Restate every entry verbatim; drop the pictures.

═══ DATA ═══

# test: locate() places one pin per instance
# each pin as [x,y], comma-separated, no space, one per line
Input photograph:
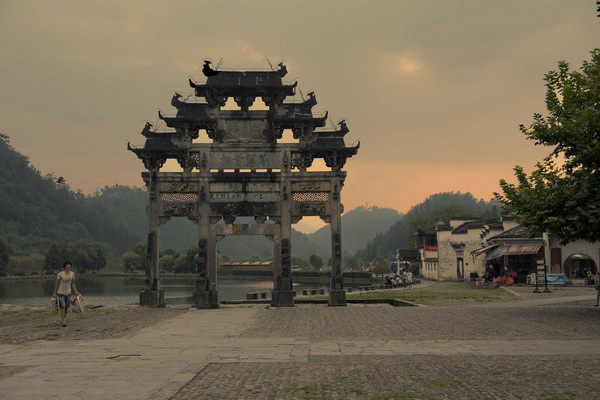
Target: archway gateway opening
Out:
[578,265]
[244,172]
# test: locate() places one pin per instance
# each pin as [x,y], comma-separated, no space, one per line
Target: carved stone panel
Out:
[311,186]
[178,204]
[245,160]
[306,209]
[229,211]
[220,197]
[243,130]
[244,187]
[179,187]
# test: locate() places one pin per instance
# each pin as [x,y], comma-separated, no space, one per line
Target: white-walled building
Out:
[452,251]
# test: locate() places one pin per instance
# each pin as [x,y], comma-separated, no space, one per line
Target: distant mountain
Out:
[37,210]
[359,226]
[439,206]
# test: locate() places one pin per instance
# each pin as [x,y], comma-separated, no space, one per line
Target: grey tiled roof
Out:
[479,223]
[518,232]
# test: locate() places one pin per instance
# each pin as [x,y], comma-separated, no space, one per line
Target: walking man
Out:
[64,287]
[597,288]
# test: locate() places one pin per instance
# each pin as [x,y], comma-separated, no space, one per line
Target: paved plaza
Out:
[532,349]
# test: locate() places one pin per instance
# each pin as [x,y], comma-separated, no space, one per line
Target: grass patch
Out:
[451,383]
[35,312]
[404,395]
[558,395]
[440,293]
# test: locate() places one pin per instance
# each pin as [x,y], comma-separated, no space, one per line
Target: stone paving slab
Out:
[425,323]
[427,377]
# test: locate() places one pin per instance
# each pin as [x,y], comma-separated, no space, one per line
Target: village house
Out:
[453,251]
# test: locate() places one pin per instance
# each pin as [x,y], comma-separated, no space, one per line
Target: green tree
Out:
[55,257]
[380,266]
[3,258]
[562,195]
[315,262]
[131,261]
[351,263]
[86,255]
[30,264]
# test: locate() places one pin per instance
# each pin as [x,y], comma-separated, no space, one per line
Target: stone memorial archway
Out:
[243,172]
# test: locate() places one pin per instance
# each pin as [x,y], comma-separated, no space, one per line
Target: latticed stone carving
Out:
[310,196]
[178,198]
[179,204]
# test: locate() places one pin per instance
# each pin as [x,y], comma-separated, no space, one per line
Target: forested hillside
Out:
[37,211]
[359,226]
[439,206]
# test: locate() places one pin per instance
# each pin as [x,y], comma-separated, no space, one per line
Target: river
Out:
[118,290]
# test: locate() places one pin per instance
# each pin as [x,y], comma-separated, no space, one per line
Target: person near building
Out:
[63,289]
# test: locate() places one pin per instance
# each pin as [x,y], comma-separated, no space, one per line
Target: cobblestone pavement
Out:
[404,377]
[314,352]
[427,323]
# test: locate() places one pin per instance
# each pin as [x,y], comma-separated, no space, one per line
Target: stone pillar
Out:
[337,294]
[152,295]
[283,295]
[205,295]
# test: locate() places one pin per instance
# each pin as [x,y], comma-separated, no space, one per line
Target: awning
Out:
[520,249]
[494,253]
[478,252]
[500,250]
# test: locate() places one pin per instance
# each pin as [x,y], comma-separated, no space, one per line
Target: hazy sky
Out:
[434,90]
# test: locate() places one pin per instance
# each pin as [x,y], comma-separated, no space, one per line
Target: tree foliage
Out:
[3,257]
[380,266]
[315,262]
[562,195]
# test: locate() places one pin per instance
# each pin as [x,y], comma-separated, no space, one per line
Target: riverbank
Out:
[301,277]
[22,324]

═══

**EXPECTED OUTPUT**
# test: locate() places one pin per instance
# each pin as [x,y], comma-separated, no space, one per line
Input photograph:
Target: archway gateway opening
Out:
[578,265]
[244,172]
# test: locate() places one pin per instance
# each pin as [x,y], comma-separated, no space, one per line
Target: carved stone panel
Out:
[311,186]
[178,204]
[245,160]
[306,209]
[229,211]
[220,197]
[243,130]
[244,187]
[179,187]
# test: locate() places one pin per instance
# each pin as [x,y], comma-separated, no space, one per line
Target: white-walled building
Out:
[452,251]
# test: locate() places one pin per instance
# each pin as [x,y], comma-separated, no space, one per line
Target: distant mountain
Out:
[37,210]
[359,226]
[439,206]
# test: locate() places one pin per instance
# each pin as [x,y], comma-separated, no space, one per line
Target: grey tiled roof
Out:
[479,223]
[518,232]
# test: locate() places one pin per instance
# each pin as [x,y], comma-separated, no space, one per line
Target: walking man
Out:
[64,287]
[597,288]
# test: locate() places one pin per instance
# each pin as [x,y], comma-separated, no space, one per line
Target: paved plaza
Out:
[532,349]
# test: locate() places one pin per instance
# each pin as [x,y], comma-separated, no space, one per line
Target: grass patch
Out:
[451,383]
[35,312]
[404,395]
[558,395]
[440,293]
# test: locate() places one pin per instance
# each pin as [x,y], comma-separated, no space, one per line
Target: stone paving slab
Out:
[425,323]
[427,377]
# test: locate() places one pin per instance
# each pin as [x,y], comma-separated, no space, one per line
Target: village house
Out:
[453,251]
# test: locate() places one pin per instance
# each pin as [x,y], comma-separated, no space, one per line
Target: green tree
Out:
[55,257]
[380,266]
[3,258]
[562,195]
[315,262]
[131,261]
[351,263]
[86,255]
[30,264]
# test: locate() places one pin per instance
# each pin as [x,y], comma-separated, no space, one per line
Target: stone memorial archway
Out:
[243,172]
# test: locate() places one pin per instance
# each pin as [x,y], comma-separated, no space, one per line
Target: latticed stone carving
Out:
[310,196]
[178,198]
[179,204]
# test: locate() places one pin per instance
# each pin as [x,y], comma-separated, no space, one per line
Target: forested hillside
Out:
[37,211]
[359,226]
[439,206]
# test: locate() places one pin per instance
# each pin as [x,y], comma-separated, no space, one per line
Target: river
Out:
[118,290]
# test: locate() places one pin per instance
# each pin as [x,y], comma-separated, no space, one per line
Target: person near building
Out:
[63,289]
# test: locate() places one pin per instance
# each pin as [x,y], comma-separated, no space, one per line
Target: cobblestone pavement
Out:
[404,377]
[314,352]
[427,323]
# test: locate() places one pin per instance
# each pin as [x,y], comma-separated, no space, one per line
Target: stone pillar
Out:
[337,294]
[152,295]
[283,295]
[205,295]
# test: locate() places one pin per instance
# each pin as [x,y], comma-separated, no space, one per line
Target: awning
Out:
[520,249]
[494,253]
[478,252]
[500,250]
# test: locate() places one pin per instance
# each pin as [x,y], comma-separated, no space, one per line
Target: hazy sky
Out:
[434,90]
# test: locate() places one pin per instance
# each pin as [x,y], comma-separated, no space, one per line
Target: tree foliage
Out:
[3,257]
[380,266]
[315,262]
[562,195]
# test: locate() places one pin per instance
# each pin as [x,y], comma-separated, no space, one per line
Target: riverbank
Out:
[301,277]
[22,324]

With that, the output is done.